Document section
***
Fri Jul 20 2007 12:00:00 GMT+1200 (New Zealand Standard Time)

A dog’s life is a dog’s life

Friday, 20 July 2007, 5:29 pm
Press Release: University of Canterbury

20 July 2007

A dog’s life is a dog’s life

The popular perception that life for most animals is a continuous grim struggle for survival has been debunked by international animal behaviour researcher Dr Jonathan Balcombe.

He says, like humans, animals are able to feel pleasure. Creatures from birds to baboons feel good thanks to food, play, sex, comfort, anticipation, aesthetics and more.

Dr Balcombe is the author of Pleasurable Kingdom: Animals and the Nature of Feeling Good, the first book for lay-readers to present new evidence that animals — like humans — enjoy themselves.

Dr Balcombe, a research scientist from the Physicians Committee for Responsible Medicine in Washington DC, will be in Christchurch next week to give a public lecture on the evidence supporting his claims.

Combining elegant argument and amusing anecdotes, Dr Balcombe will outline how the possibility of positive feelings in creatures other than humans has important ethical ramifications for both science and society.
***
Entries supplied
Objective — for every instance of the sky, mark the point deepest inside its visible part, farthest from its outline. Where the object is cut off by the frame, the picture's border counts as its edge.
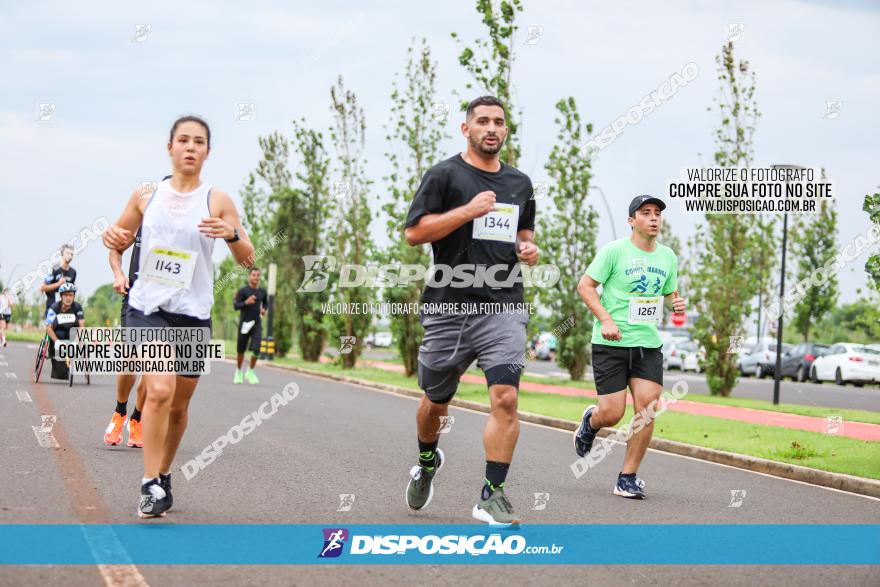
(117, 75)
***
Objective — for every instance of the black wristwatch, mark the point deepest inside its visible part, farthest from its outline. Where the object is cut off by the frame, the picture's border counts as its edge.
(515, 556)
***
Task list
1. Using the press release on animal pleasure, explain in one to three sentences why Dr Balcombe will be in Christchurch the following week.
2. Print the portion of the press release starting with "Dr Balcombe, a" and going on through "science and society.".

Written responses
1. Dr Balcombe will be in Christchurch to give a public lecture on the evidence supporting his claims that animals, like humans, are able to feel pleasure.

2.
Dr Balcombe, a research scientist from the Physicians Committee for Responsible Medicine in Washington DC, will be in Christchurch next week to give a public lecture on the evidence supporting his claims.

Combining elegant argument and amusing anecdotes, Dr Balcombe will outline how the possibility of positive feelings in creatures other than humans has important ethical ramifications for both science and society.